### Work task:
The data should be written out in full, exactly as it stands, and the pictures dropped.

### Working data:
===
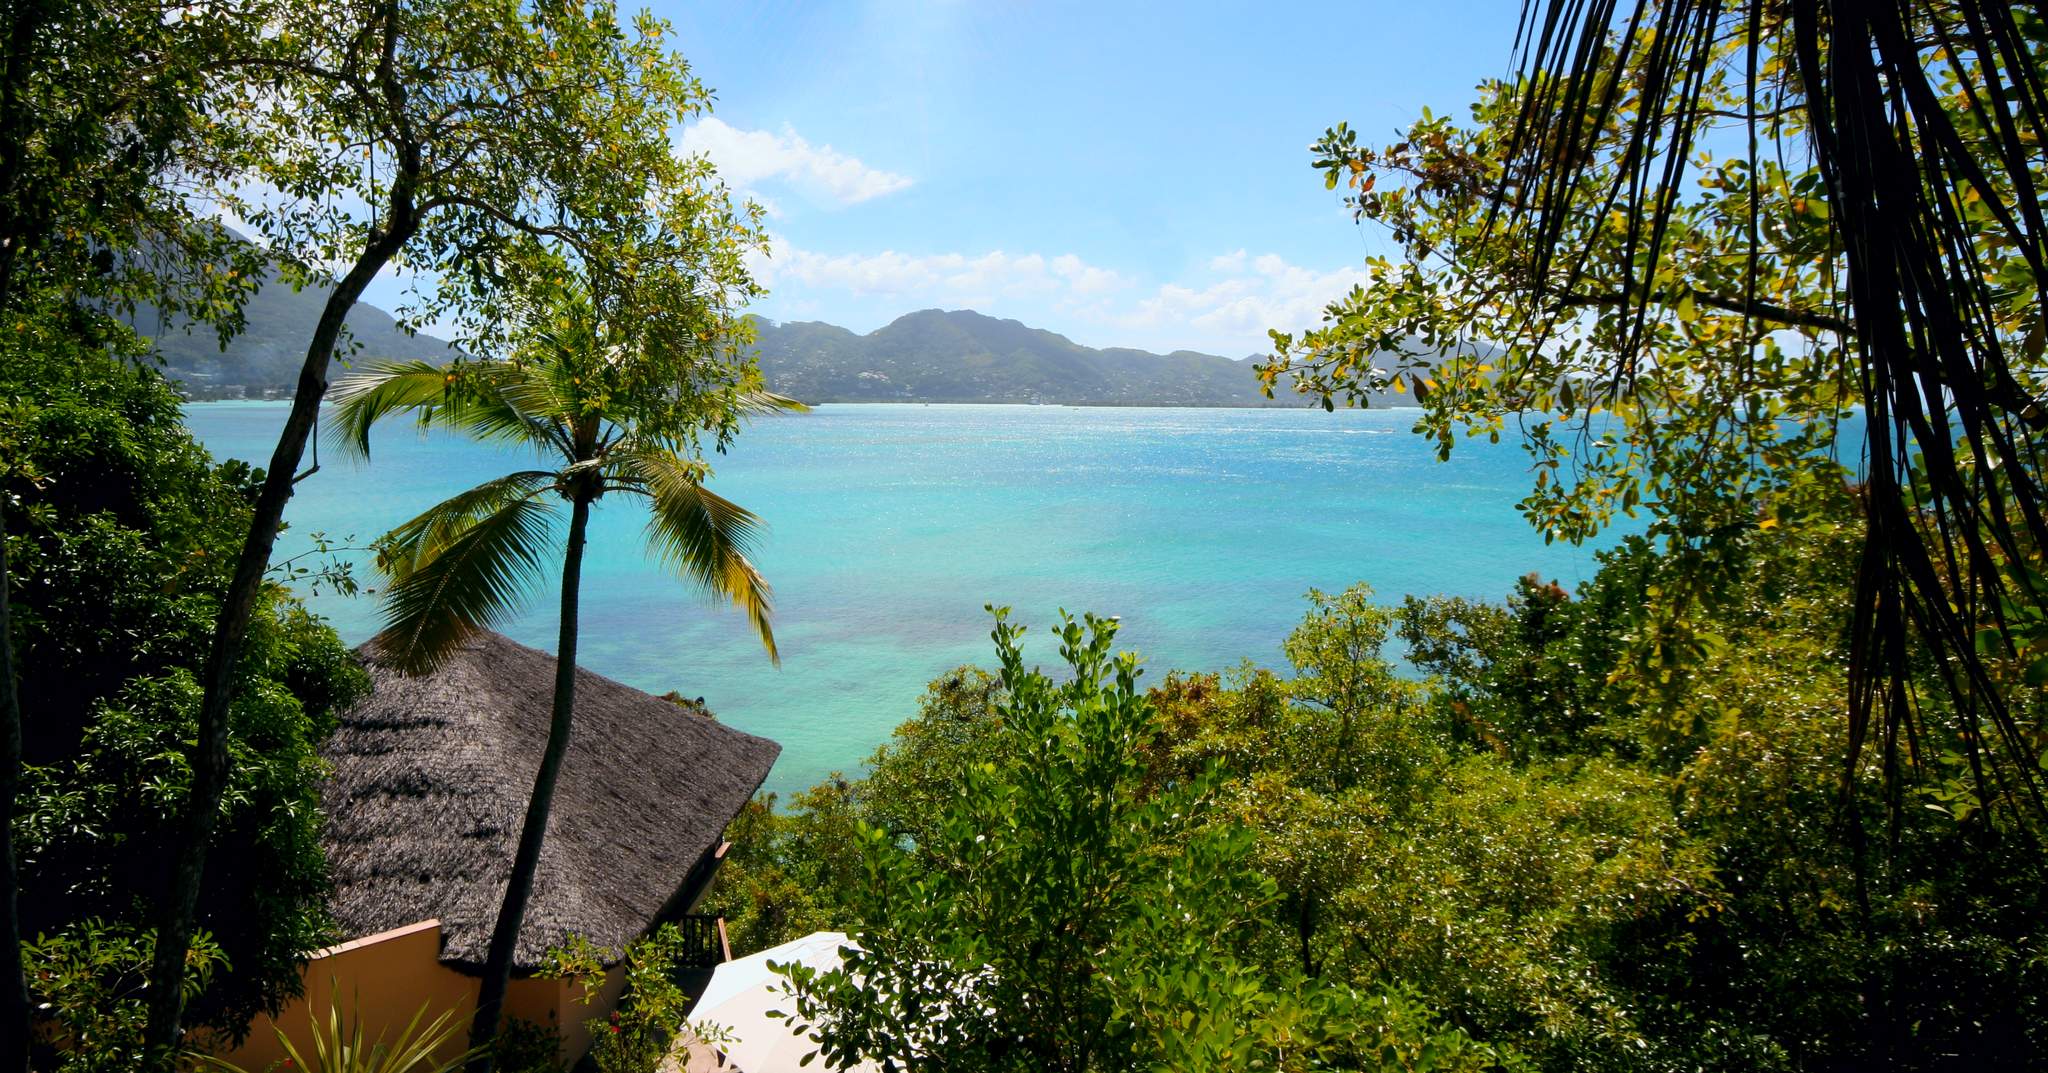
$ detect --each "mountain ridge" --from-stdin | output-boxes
[749,308,1409,407]
[152,285,1411,407]
[139,265,462,400]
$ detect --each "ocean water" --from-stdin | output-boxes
[185,402,1623,795]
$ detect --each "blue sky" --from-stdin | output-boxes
[372,1,1525,356]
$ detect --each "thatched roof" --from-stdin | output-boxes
[320,631,781,971]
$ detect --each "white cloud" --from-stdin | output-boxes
[679,118,912,207]
[1104,253,1367,354]
[1207,249,1248,272]
[754,239,1362,356]
[753,240,1133,309]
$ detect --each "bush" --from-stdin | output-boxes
[778,610,1512,1073]
[24,920,224,1073]
[4,302,368,1036]
[542,924,699,1073]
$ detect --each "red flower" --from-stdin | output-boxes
[609,1025,621,1035]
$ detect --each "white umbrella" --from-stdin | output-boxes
[691,931,880,1073]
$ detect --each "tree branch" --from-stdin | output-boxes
[417,194,589,253]
[1549,285,1854,335]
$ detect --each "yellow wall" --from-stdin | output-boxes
[547,961,631,1060]
[218,920,625,1071]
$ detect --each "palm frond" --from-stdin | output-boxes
[331,360,573,462]
[375,471,559,580]
[737,388,811,416]
[330,362,457,461]
[619,448,778,663]
[203,988,477,1073]
[494,358,586,441]
[372,482,564,674]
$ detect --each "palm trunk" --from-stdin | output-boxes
[142,209,418,1060]
[466,493,592,1070]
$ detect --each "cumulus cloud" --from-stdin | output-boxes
[679,118,913,206]
[1207,249,1248,273]
[1104,253,1367,354]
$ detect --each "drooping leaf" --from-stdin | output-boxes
[373,487,563,673]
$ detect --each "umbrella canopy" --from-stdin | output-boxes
[693,931,880,1073]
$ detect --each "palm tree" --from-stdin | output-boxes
[330,288,797,1069]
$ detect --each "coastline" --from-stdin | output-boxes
[182,396,1425,411]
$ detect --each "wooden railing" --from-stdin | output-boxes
[672,914,729,969]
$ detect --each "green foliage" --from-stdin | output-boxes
[1258,12,2048,820]
[220,0,767,370]
[539,924,700,1073]
[1281,585,1415,757]
[0,0,263,325]
[713,781,871,957]
[1398,576,1593,760]
[745,513,2044,1070]
[778,610,1507,1073]
[853,666,1007,850]
[700,668,1008,955]
[24,920,224,1073]
[2,305,367,1035]
[1382,510,2046,1070]
[1150,588,1711,1069]
[1260,43,1859,551]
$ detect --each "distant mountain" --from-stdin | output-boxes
[751,309,1413,408]
[150,284,1416,408]
[140,268,460,400]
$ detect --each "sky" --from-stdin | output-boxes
[371,1,1527,358]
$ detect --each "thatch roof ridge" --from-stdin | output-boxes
[320,631,780,970]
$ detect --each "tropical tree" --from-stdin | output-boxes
[147,0,769,1049]
[1259,0,2048,831]
[331,281,790,1068]
[0,0,269,1058]
[4,299,369,1053]
[1478,0,2048,835]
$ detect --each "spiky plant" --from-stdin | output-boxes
[331,283,798,1065]
[207,993,476,1073]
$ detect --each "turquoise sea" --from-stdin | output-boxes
[186,402,1624,796]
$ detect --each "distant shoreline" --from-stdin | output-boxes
[182,396,1423,411]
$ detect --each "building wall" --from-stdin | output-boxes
[216,920,625,1071]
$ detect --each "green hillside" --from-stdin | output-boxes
[152,294,1410,408]
[139,269,460,399]
[750,309,1413,407]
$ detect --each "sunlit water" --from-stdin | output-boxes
[186,402,1625,795]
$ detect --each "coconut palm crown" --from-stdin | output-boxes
[331,292,796,675]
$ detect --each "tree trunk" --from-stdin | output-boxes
[142,213,417,1060]
[466,492,592,1070]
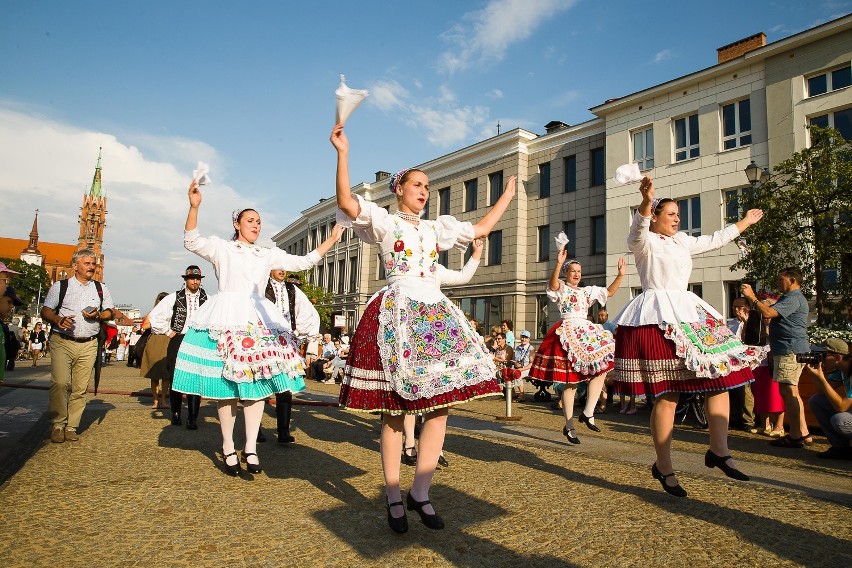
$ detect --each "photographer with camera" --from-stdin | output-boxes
[804,338,852,460]
[741,267,812,449]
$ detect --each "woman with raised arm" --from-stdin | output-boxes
[330,123,515,533]
[612,176,765,497]
[529,249,626,443]
[171,179,344,477]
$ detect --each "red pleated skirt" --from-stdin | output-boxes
[529,322,613,384]
[613,325,753,397]
[339,292,502,414]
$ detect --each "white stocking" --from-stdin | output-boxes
[217,399,238,455]
[583,374,606,425]
[561,385,577,430]
[242,399,265,460]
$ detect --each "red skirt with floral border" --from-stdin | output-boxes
[529,322,614,384]
[612,325,753,397]
[339,292,502,415]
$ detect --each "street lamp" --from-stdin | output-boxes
[744,160,771,186]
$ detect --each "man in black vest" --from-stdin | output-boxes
[264,269,320,444]
[147,265,207,429]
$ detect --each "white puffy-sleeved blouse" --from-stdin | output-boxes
[183,229,320,330]
[547,282,609,321]
[613,212,740,327]
[336,195,475,302]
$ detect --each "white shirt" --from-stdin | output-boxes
[268,278,320,336]
[147,287,204,336]
[43,277,115,339]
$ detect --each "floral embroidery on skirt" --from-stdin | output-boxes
[211,319,304,383]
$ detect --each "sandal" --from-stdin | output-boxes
[770,435,805,448]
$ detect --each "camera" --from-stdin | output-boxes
[795,351,825,365]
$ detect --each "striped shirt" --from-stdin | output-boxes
[43,277,115,339]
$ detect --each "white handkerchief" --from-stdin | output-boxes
[614,163,642,185]
[193,161,211,186]
[335,74,369,125]
[554,231,569,248]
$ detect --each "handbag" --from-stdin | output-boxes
[742,304,766,346]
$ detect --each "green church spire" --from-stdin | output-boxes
[89,147,104,198]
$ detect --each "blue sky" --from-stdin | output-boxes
[1,0,849,312]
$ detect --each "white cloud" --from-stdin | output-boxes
[653,49,674,63]
[437,0,577,74]
[486,89,504,99]
[0,105,255,313]
[550,89,581,108]
[369,80,409,112]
===
### Written response:
$ detect --each "mountain ridge" --from-stdin | output-boxes
[749,308,1409,407]
[152,285,1411,407]
[139,265,462,400]
$ detect --each "ocean water" --from-stdin | output-boxes
[185,402,1623,795]
$ detect --each "blue sky" --from-stdin | output-boxes
[372,1,1525,356]
$ detect --each "thatched roof" --from-stdin | output-boxes
[320,631,781,971]
$ detect --each "white cloud" --from-stdin | output-boxes
[679,118,912,207]
[1104,253,1367,354]
[1207,249,1248,272]
[754,239,1362,356]
[753,240,1133,309]
$ detect --each "bush" --from-stdin | output-boxes
[778,610,1512,1073]
[24,920,224,1073]
[4,302,368,1036]
[542,924,699,1073]
$ detect --each "red flower" --from-stdin | output-boxes
[609,1025,621,1035]
$ detect --each "white umbrella" --from-stdin | output-boxes
[691,931,880,1073]
$ detect --each "tree branch" --from-stdin | output-boxes
[417,194,589,253]
[1549,285,1854,335]
$ detect --each "yellow wall" --from-stdin | output-boxes
[547,961,631,1060]
[218,920,625,1071]
$ detect --each "palm frond" --from-stdin | output-boxes
[331,360,573,462]
[375,471,559,580]
[737,388,811,416]
[330,362,457,461]
[619,448,778,663]
[203,988,477,1073]
[494,358,586,441]
[372,482,564,674]
$ detect --each "palm trunk" --from-stdin | output-boxes
[142,209,418,1060]
[466,493,592,1070]
$ detect --each "cumulus cloud" --from-stdin | output-boxes
[679,118,913,206]
[1207,249,1248,273]
[1104,253,1367,354]
$ detect --each "drooping leaf" --from-stdin | output-boxes
[373,487,563,673]
$ detect --each "umbrella canopy" --from-stdin | output-boxes
[693,931,880,1073]
$ detect --each "palm tree" --from-stdin | output-boxes
[330,288,797,1069]
$ detect --each "coastline" --from-stdin | output-boxes
[182,396,1425,411]
$ detect --each "wooden railing" --from-stdin | output-boxes
[672,914,729,969]
$ detect --each "green foliage" --from-stdin | output-boxes
[1258,12,2048,820]
[220,0,767,370]
[539,924,700,1073]
[1281,585,1415,757]
[0,0,263,325]
[713,781,871,957]
[1398,576,1593,760]
[745,513,2044,1070]
[778,610,1507,1073]
[853,666,1007,850]
[700,668,1008,955]
[24,920,224,1073]
[2,305,367,1035]
[1382,510,2046,1070]
[1150,588,1711,1069]
[1260,43,1859,551]
$ detect --each "distant mountain" --from-stdin | output-boxes
[751,309,1413,408]
[150,284,1416,408]
[140,268,460,400]
$ detect --each "sky" --from-stdin | output-boxes
[371,1,1527,358]
$ detect --each "thatch roof ridge" --from-stdin | output-boxes
[320,631,780,970]
$ detect --each "tropical tree" --from-stdin | output-boxes
[147,0,769,1049]
[1259,0,2048,831]
[331,281,790,1068]
[0,0,269,1058]
[4,299,369,1053]
[1478,0,2048,835]
$ detect --each "spiky plant" --from-stdin | output-boxes
[331,283,798,1065]
[207,993,476,1073]
$ detect --each "turquoise sea" --from-stdin | output-boxes
[186,402,1624,796]
$ detect --each "distant shoreline" --from-stdin | output-boxes
[182,396,1423,411]
$ detect --each "building wall" --from-stdin | output-boxes
[216,920,625,1071]
$ detect --each "green hillside" --from-stdin | output-boxes
[152,294,1410,408]
[139,269,460,399]
[750,309,1413,407]
$ detect --each "sunlit water" --from-stdin | output-boxes
[186,402,1625,795]
$ detect --each "coconut palm crown" --from-stdin | output-boxes
[331,292,796,675]
$ detect --each "tree trunk" --from-stdin | output-boxes
[142,213,417,1060]
[466,492,592,1070]
$ detect --each "photographer with camera" --from-stdin | output-boxes
[804,338,852,460]
[741,267,812,449]
$ detect --each "woman with raised arm" --from-stdin | output-boxes
[330,123,515,533]
[612,176,765,497]
[529,249,626,443]
[171,179,344,477]
$ detect --each "red pleated skirt" --from-stdin | output-boxes
[529,322,613,384]
[613,325,753,397]
[339,292,502,414]
$ detect --each "white stocking" --from-stdin | output-boxes
[217,399,238,455]
[583,374,606,425]
[561,385,577,430]
[242,399,265,460]
$ detect --each "red skirt with floral border" --from-stdin | output-boxes
[529,322,614,384]
[612,325,753,397]
[339,292,502,415]
$ detect --each "street lamp" --from-stdin | output-boxes
[744,160,771,186]
$ detect --each "man in black vest" --from-stdin | output-boxes
[264,269,320,444]
[147,265,207,429]
$ detect --each "white puffy-sleeved blouse" --from-stdin | output-boxes
[183,229,320,330]
[547,282,609,321]
[613,212,740,327]
[336,195,475,302]
$ detect --each "white shirt" --from-stdin | output-boxes
[268,278,320,336]
[147,287,204,336]
[43,277,115,339]
$ detect --each "floral embroidery on skirt" --from-stdin | output-boxes
[211,319,304,383]
$ detect --each "sandal" --from-stdin | output-boxes
[770,435,805,448]
$ detect --each "camera" --from-stdin | output-boxes
[795,351,825,365]
$ detect --each "striped shirt" --from-stdin | output-boxes
[43,277,115,339]
$ detect --each "white handkerchief" --from-stdin | output-boxes
[614,163,642,185]
[193,161,211,186]
[335,74,369,125]
[554,231,569,248]
$ detect --each "handbag" --from-stdin | output-boxes
[742,304,766,346]
$ detect --each "green church spire" --from-stdin | output-boxes
[89,147,104,198]
$ detect --each "blue sky" --from-stdin | output-boxes
[1,0,849,312]
$ detect --each "white cloud" --from-stdin | output-boxes
[653,49,674,63]
[437,0,577,74]
[486,89,504,99]
[0,105,255,313]
[550,89,581,108]
[369,80,409,112]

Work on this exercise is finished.